START PROVIDED PASSAGE

November 7 (October 25 by the calendar used in Russia at the time) marks the 93rd anniversary of the Russian Revolution. Led by the Bolshevik Party of V.I. Lenin and Leon Trotsky, the workers’ seizure of power in Russia gave flesh and blood reality to the Marxist understanding of the dictatorship of the proletariat. Despite the subsequent Stalinist degeneration of the Soviet workers state, culminating in its counterrevolutionary destruction in 1991-92, the October Revolution was and is the international proletariat’s greatest victory; its final undoing, a world-historic defeat. The International Communist League (Fourth Internationalist) fought to the bitter end in defense of the Soviet Union and the bureaucratically deformed workers states of East Europe, while calling for workers political revolutions to oust the parasitic nationalist Stalinist bureaucracies that ruled these states. This is the same program we uphold today for the remaining workers states of China, North Korea, Vietnam and Cuba.

Having been expelled from the USSR in 1929 by Stalin, Trotsky spent the remainder of his life in exile. In November 1932, he gave a speech to a Danish social-democratic student group in Copenhagen. He outlined the political conditions and the social forces that drove the Russian Revolution, stressing the decisive role of the Bolshevik Party. Illuminating the worldwide impact of the Russian Revolution and its place in history, Trotsky underlined the necessity of sweeping away the decaying capitalist order and replacing it with a scientifically planned international socialist economy that will lay the material basis for human freedom.

The ICL fights to forge workers parties modeled on Lenin and Trotsky’s Bolsheviks to lead the struggle for new October Revolutions around the globe.

* * *

Revolution means a change of the social order. It transfers the power from the hands of a class which has exhausted itself into those of another class, which is on the rise....

Without the armed insurrection of November 7, 1917, the Soviet state would not be in existence. But the insurrection itself did not drop from Heaven. A series of historical prerequisites was necessary for the October revolution.

END PROVIDED PASSAGE

__WHAT IS EXPECTED__
In the passage on the Russian Revolution, rewrite the part that starts with "Revolution means a" and ends with "on the rise....", changing "social order" to "political order".

START LISTED RECORDS

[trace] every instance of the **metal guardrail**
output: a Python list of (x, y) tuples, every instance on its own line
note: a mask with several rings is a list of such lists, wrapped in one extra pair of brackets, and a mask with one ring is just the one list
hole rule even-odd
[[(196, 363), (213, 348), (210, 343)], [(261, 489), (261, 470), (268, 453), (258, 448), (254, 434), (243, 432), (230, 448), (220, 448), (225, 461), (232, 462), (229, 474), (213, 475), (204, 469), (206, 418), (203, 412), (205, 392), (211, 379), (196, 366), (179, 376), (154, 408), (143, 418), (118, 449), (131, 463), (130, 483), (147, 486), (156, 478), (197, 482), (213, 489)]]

END LISTED RECORDS

__WRITTEN SOLUTION__
Revolution means a change of the political order. It transfers the power from the hands of a class which has exhausted itself into those of another class, which is on the rise....